## Task to carry out
Recast every line of the records below as a JSON list of strings, one string per line, with blank lines omitted.

Stored items
------------------------

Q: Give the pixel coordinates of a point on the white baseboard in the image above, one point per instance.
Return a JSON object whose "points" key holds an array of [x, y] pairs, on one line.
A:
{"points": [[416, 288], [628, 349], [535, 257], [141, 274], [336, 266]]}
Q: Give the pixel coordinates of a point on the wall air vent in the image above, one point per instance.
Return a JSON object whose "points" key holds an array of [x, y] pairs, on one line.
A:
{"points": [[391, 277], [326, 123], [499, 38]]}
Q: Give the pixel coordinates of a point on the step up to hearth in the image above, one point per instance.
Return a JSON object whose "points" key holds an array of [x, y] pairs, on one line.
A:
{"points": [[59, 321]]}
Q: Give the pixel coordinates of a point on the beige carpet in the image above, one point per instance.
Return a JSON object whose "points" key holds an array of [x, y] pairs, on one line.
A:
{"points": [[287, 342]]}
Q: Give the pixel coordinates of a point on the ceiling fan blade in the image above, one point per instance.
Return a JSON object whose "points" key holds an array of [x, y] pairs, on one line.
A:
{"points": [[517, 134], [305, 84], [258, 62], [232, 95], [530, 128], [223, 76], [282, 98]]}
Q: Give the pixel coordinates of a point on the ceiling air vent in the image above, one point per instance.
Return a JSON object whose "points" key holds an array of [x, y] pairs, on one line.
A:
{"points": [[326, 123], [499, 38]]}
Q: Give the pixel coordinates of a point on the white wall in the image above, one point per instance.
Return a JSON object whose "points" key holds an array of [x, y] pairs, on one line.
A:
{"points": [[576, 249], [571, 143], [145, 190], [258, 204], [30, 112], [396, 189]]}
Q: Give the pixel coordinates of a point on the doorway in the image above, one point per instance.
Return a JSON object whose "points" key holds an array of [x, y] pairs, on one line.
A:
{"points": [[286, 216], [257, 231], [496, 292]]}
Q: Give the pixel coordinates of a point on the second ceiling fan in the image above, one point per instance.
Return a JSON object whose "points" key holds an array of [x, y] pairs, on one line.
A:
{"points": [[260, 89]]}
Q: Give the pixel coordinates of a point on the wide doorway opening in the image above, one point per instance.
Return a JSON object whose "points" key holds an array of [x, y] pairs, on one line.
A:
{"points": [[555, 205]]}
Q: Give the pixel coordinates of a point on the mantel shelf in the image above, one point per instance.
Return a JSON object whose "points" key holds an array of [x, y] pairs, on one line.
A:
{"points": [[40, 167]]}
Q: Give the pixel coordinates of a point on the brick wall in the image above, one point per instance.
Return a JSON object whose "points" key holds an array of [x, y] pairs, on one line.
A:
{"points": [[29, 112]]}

------------------------

## Task result
[
  "Q: Give the pixel coordinates of a point on the white baseboard in the image above, one point per instance.",
  "Return a JSON object whose \"points\" key holds an array of [x, y] pairs, on one line.",
  "A:",
  "{\"points\": [[416, 288], [628, 349], [535, 257], [141, 274], [336, 266]]}",
  "Q: Give the pixel coordinates of a point on the wall air vent in the image above, one point per instance.",
  "Return a JSON object whose \"points\" key holds an array of [x, y] pairs, on one line.",
  "A:",
  "{\"points\": [[391, 277], [326, 123], [499, 38]]}",
  "Q: Give the pixel coordinates of a point on the step up to hearth in the image above, one point per instance.",
  "Return a JSON object whose \"points\" key holds an array of [x, y] pairs, on one line.",
  "A:",
  "{\"points\": [[59, 321]]}",
  "Q: Give the pixel coordinates of a point on the beige carpet in the image above, one point per instance.",
  "Return a JSON object whose \"points\" key holds an array of [x, y] pairs, on one line.",
  "A:",
  "{\"points\": [[287, 342]]}",
  "Q: Give the pixel coordinates of a point on the ceiling fan blade in the image above, one point per instance.",
  "Return a JSON object whose \"points\" key holds an array of [x, y] pairs, on one line.",
  "A:",
  "{\"points\": [[517, 134], [305, 84], [258, 62], [232, 95], [530, 128], [223, 76], [282, 98]]}",
  "Q: Give the pixel coordinates of a point on the ceiling air vent in the image above, one point per instance.",
  "Return a JSON object whose \"points\" key holds an array of [x, y] pairs, on one line.",
  "A:",
  "{\"points\": [[326, 123], [499, 38]]}",
  "Q: Give the pixel coordinates of a point on the white wall in the image above, one point per instance.",
  "Return a JSON object whose \"points\" key holds an array of [x, y] pairs, on one line.",
  "A:",
  "{\"points\": [[576, 249], [571, 143], [145, 190], [258, 204], [30, 112], [396, 189]]}",
  "Q: Give the pixel coordinates of a point on the doorway in the image above, one point per instance.",
  "Return a JSON object whose \"points\" key holds an array of [x, y] pairs, on one line.",
  "A:",
  "{\"points\": [[286, 216], [257, 231], [496, 292]]}",
  "Q: Give the pixel coordinates of a point on the second ceiling fan in the image above, one point per instance.",
  "Return a JSON object whose \"points\" key holds an array of [x, y] pairs, on one line.",
  "A:",
  "{\"points\": [[260, 89]]}",
  "Q: Give the pixel coordinates of a point on the wide doorway opening in the image above, one point per instance.",
  "Return a JSON object whose \"points\" key holds an array of [x, y] pairs, on one line.",
  "A:",
  "{\"points\": [[555, 205]]}",
  "Q: Give the pixel coordinates of a point on the mantel shelf in the image above, one point per instance.",
  "Return a JSON object whose \"points\" key holds an array of [x, y] pairs, on one line.",
  "A:",
  "{\"points\": [[40, 167]]}",
  "Q: Give the pixel coordinates of a point on the brick wall in the image above, one point per instance.",
  "Return a JSON object whose \"points\" key holds an array of [x, y] pairs, on one line.",
  "A:",
  "{\"points\": [[29, 112]]}"
]